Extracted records
□ □ □ □

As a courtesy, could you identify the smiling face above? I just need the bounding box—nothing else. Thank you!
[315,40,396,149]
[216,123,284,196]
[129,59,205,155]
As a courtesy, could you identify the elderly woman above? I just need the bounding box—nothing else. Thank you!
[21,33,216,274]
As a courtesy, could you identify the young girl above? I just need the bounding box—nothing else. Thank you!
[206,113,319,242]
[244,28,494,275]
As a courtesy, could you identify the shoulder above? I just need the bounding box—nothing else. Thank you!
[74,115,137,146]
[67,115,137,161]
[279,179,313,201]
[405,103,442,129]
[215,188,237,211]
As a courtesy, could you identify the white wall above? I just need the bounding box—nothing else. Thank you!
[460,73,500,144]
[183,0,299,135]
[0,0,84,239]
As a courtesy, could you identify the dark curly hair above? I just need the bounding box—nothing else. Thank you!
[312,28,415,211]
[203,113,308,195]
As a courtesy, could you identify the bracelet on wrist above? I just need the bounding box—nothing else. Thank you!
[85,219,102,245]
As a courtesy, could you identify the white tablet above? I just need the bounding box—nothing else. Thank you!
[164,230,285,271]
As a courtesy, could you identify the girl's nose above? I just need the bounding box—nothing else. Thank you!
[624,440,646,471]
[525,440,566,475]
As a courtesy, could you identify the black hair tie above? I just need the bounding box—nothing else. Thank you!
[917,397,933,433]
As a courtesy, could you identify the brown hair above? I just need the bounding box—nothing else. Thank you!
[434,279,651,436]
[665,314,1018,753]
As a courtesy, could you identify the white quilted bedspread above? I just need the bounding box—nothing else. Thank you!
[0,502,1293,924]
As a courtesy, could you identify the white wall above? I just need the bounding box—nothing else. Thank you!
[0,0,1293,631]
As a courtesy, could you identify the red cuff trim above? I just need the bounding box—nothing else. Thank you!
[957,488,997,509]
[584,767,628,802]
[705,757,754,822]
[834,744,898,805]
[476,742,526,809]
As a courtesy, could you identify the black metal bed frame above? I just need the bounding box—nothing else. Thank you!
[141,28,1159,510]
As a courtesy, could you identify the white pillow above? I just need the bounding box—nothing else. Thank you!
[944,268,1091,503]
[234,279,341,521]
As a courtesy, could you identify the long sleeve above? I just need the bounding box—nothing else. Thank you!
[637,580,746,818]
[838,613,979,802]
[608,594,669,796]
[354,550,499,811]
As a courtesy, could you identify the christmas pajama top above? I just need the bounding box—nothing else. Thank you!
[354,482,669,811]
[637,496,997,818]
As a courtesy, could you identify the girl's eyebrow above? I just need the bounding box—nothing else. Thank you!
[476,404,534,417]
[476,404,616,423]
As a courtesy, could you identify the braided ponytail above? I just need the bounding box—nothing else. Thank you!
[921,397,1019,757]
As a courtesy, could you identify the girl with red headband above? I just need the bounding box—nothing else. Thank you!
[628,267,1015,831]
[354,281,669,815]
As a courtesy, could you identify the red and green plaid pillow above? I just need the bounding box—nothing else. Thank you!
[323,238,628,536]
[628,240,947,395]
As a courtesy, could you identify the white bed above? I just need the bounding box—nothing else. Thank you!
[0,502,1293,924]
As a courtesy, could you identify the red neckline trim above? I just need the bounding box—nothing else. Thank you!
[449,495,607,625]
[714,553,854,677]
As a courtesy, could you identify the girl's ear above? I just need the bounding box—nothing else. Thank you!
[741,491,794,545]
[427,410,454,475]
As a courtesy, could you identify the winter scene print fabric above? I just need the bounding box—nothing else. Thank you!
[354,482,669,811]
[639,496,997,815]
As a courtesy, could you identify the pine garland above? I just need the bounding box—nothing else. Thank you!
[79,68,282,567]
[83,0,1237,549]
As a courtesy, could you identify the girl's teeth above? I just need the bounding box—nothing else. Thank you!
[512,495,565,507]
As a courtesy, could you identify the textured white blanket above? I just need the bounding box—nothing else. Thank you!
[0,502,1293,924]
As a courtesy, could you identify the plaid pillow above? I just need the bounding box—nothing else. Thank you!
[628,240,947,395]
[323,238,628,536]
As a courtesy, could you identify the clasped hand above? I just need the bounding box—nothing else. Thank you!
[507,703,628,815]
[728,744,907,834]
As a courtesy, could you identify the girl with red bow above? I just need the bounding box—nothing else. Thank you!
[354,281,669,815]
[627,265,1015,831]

□ □ □ □

- _Exercise prompt_
Rewrite the material above as a numbered list covering every line, with blank lines omitted.

- _Task result_
1. As a courtesy, could you identify the smiling face above? I just need the bounding box—nothing else. Thank you!
2. [315,40,396,149]
3. [216,123,284,196]
4. [129,59,205,155]
5. As a courtesy, could you identify the elderly woman above? I just need the bounding box—nothing else. Thank you!
6. [21,33,216,274]
7. As a courtesy, could you identify the young girl above? I just need the bounding box—nothing else. Thank you!
8. [206,113,319,242]
9. [244,28,494,275]
10. As a courtesy, could you identify the shoulder above? I just need the bounding box—nothing else. Thank you!
11. [74,115,137,146]
12. [67,115,137,161]
13. [279,179,313,201]
14. [405,103,442,129]
15. [215,188,237,211]
16. As a courtesy, could you identify the white wall above? I just need the bounding box—nothing else. Thank you!
17. [460,73,500,144]
18. [183,0,299,135]
19. [0,0,84,239]
20. As a courtesy, could you identify the dark curly hair above? I just need the bounding box—nothing else. Thank you!
21. [312,28,415,211]
22. [203,113,308,195]
23. As a courtesy, could you identify the bracelet on wrist above? I just need the bounding box—nothing else. Thank you!
24. [85,219,102,245]
25. As a courtesy, could you identify the white tablet above? I just need the bounding box—nothing else. Thank you!
26. [164,230,285,271]
27. As a courtesy, could you identify the girl's nose above? I just need the bounding box—nothing else. Thank you!
28. [624,440,646,471]
29. [525,440,566,475]
30. As a courtesy, could you identify the black hair tie above? I just need the bounding box—nothing else. Thank you!
31. [917,397,933,433]
32. As a courtesy, could you identify the brown hair above? I just need the bounding box—nothing else. Thank you!
33. [434,279,651,436]
34. [665,314,1018,753]
35. As a courtesy, could you identify the white quilted bedspread above? I just need the bounding box—nothing else. Thank you!
36. [0,502,1293,924]
37. As a courtesy, could you identify the white wall above? I just need the bounding box—nothing else. Thank you!
38. [0,0,1293,631]
39. As a courtesy, could you identify the red cuff trim above? I just need the bounding box—nothing else. Thank you!
40. [957,488,997,509]
41. [584,767,628,802]
42. [705,757,754,822]
43. [834,744,898,805]
44. [476,742,526,809]
45. As a courtesy, could you identify the black metal bed frame above? I just need the bounding box—nothing else. Thank you!
46. [141,28,1159,510]
47. As a courtesy, could you identify the white pillow above? I just need the bounding box—nothing else. Thank you!
48. [944,268,1091,503]
49. [234,279,341,521]
50. As a courtesy, could you identify the long sleeve above? I just need the bounding box—nothing else. Thank you!
51. [637,580,746,818]
52. [838,613,979,802]
53. [608,594,669,796]
54. [354,550,499,811]
55. As a courtesy, could you identify the christmas pajama top above? I just need the bounding box—nothing else. Thank you!
56. [354,482,669,811]
57. [637,496,997,818]
58. As a courtesy, could you identify the girl's eyebrow above? I just need the bounding box—nothing else. Thank you!
59. [476,404,534,417]
60. [476,404,616,423]
61. As a courtesy, could you identify the braided ponytail above? I just need the bounding box—nothing else. Thank you!
62. [921,397,1019,757]
63. As a courtesy, could you identify the girl with red headband above? I just need the bounding box—nothing else. Thank you!
64. [628,267,1015,831]
65. [354,281,669,815]
66. As a courtesy, could you identify the red and green plaid pillow above? I just need the bounding box—nothing else. Thank you!
67. [323,238,628,536]
68. [628,240,947,395]
69. As a courtesy, could you identify the white bed above? I just need the bounding box—nothing else. Thank you!
70. [0,502,1293,924]
71. As a courtesy, could you identify the red neckline trim above? I just need the bounding box—nothing else. Thank you!
72. [449,495,607,625]
73. [714,553,854,677]
74. As a courtesy, could you identify the girl's ear above? I just need the bounding box—nothing else. Thank you!
75. [741,491,794,545]
76. [427,410,454,475]
77. As a courtesy, could you identify the winter scene print fabric above? I just need the bounding box—nothing else. Thank you!
78. [354,482,669,811]
79. [639,496,997,815]
80. As a courtesy, could you identify the pine garland above? I just need the bounding box—nothing else. Thank you!
81. [79,68,282,567]
82. [83,0,1237,549]
83. As a courtesy, could you identify the girl's teeth above? I just need the bounding box—nothing else. Thank you!
84. [512,495,565,507]
85. As a courtesy, could you identify the textured white blanket above? I just need the bounding box—nothing else. Thank you!
86. [0,502,1293,924]
87. As a courtesy, could you identify the plaid pillow above? I just need the bounding box—nothing else. Thank you!
88. [628,240,947,395]
89. [323,238,628,536]
90. As a courtesy, could you identify the clasped hand above? I just need the bounding box—nothing else. Thank you!
91. [507,703,628,815]
92. [728,744,907,834]
93. As a courtesy, could you identify the girl with red bow above? I just need the bounding box—nothing else. Thank you!
94. [354,281,669,815]
95. [627,265,1015,831]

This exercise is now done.